═════ Text provided ═════

A total of 97 in vitro HTS assays, as well as BCF and Log P, were used in our ToxPi score calculation, which could be used to indicate the overall endocrine-disrupting toxicity of a chemical. As seen in the ranking distribution for 8,845 chemicals in Figure 3B, similar ranking results were also observed in the previous study, which prioritized 309 ToxCast Phase I chemicals by their ToxPi score (Reif et al. 2010). For example, the reference chemical HPTE and BPA were shown to be high-ranked chemicals, whereas tebuthiuron was low-ranked, which was similar to the results from our study, with a much larger number of tested chemicals.

Figure 4 shows the individual profiles for some well-known typical environmental chemicals and their positions along the exposome and toxicity distribution for the 13,441 prioritized chemicals. DHND had the highest PrHQ among the chemicals. DHND’s high PrHQ is due to both the high exposure and strong toxicity predicted in our study. From the distributional dot plot, it can be seen that the PrHQ of a compound was not determined solely by toxicity or exposure, but by both (Figure 4). When only the exposure was considered, 2,3-dibromo-7,8-dichlorooxanthrene (2,3-B-7,8-CDD; CASRN: 50585-40-5) was found to rank only 11,972nd among the 13,441 compounds using the exposure-based chemical prioritization; however, this compound ranked 122nd using the PrHQ risk-based chemical prioritization due to its strong toxicity. A similar pattern was also observed for chemicals such as TCS (3380-34-5) and difenacoum (56073-07-5). Although their exposure levels are relatively low, their strong toxicity increases priority (798/13,441 for TCS, and 314/13,441 for difenacoum). Although for chemicals such as phthalates (PAEs), organophosphate flame retardants (OPFRs), and parabens, their higher priority was mainly contributed by their higher exposure. Thus, 2-ethylhexyl diphenyl phosphate, propylparaben, dihexyl phthalate, diethyl phthalate (DEP) and DEHP showed relatively higher priority. All three MC simulation results indicated that exposure prediction uncertainties were mainly contributed by exposure prediction, rather than toxicity prediction, for PrHQ estimate when prioritizing chemicals. This is also expected because of the high complexity of human exposure scenarios.

═════

Problem ▸ Reproduce part of the passage on chemical prioritization word for word, starting at "A total of 97" and stopping after "of tested chemicals.". The data further down are not needed for this work.

═════ Record extracts ═════

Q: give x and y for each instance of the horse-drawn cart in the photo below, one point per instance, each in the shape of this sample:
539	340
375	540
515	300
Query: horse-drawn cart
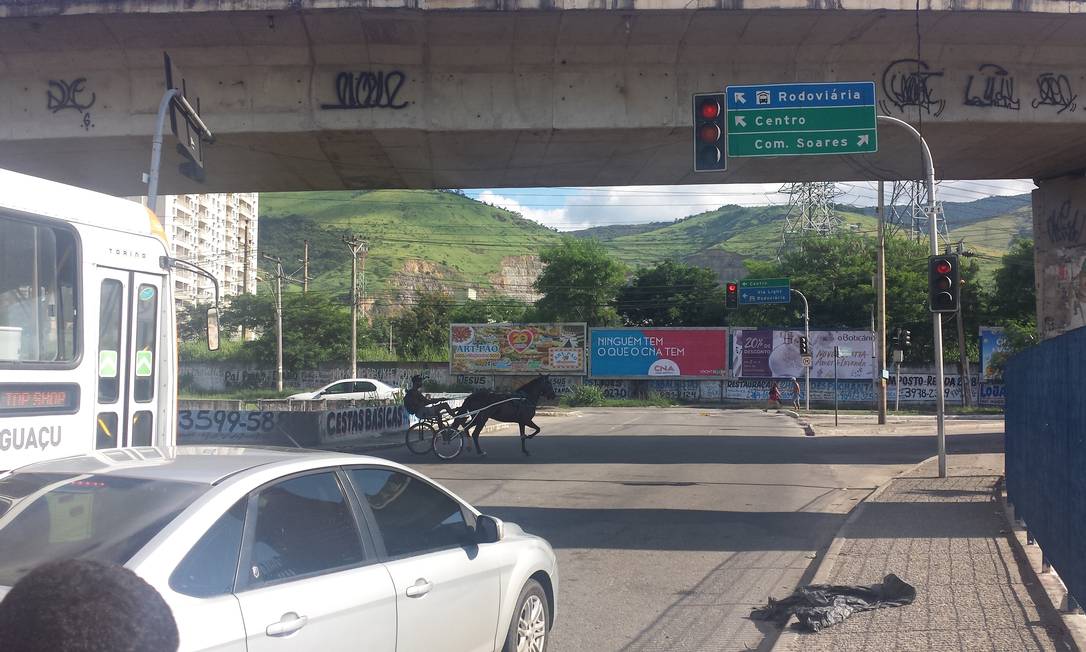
444	435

═════

Exercise answer ▸
A total of 97 in vitro HTS assays, as well as BCF and Log P, were used in our ToxPi score calculation, which could be used to indicate the overall endocrine-disrupting toxicity of a chemical. As seen in the ranking distribution for 8,845 chemicals in Figure 3B, similar ranking results were also observed in the previous study, which prioritized 309 ToxCast Phase I chemicals by their ToxPi score (Reif et al. 2010). For example, the reference chemical HPTE and BPA were shown to be high-ranked chemicals, whereas tebuthiuron was low-ranked, which was similar to the results from our study, with a much larger number of tested chemicals.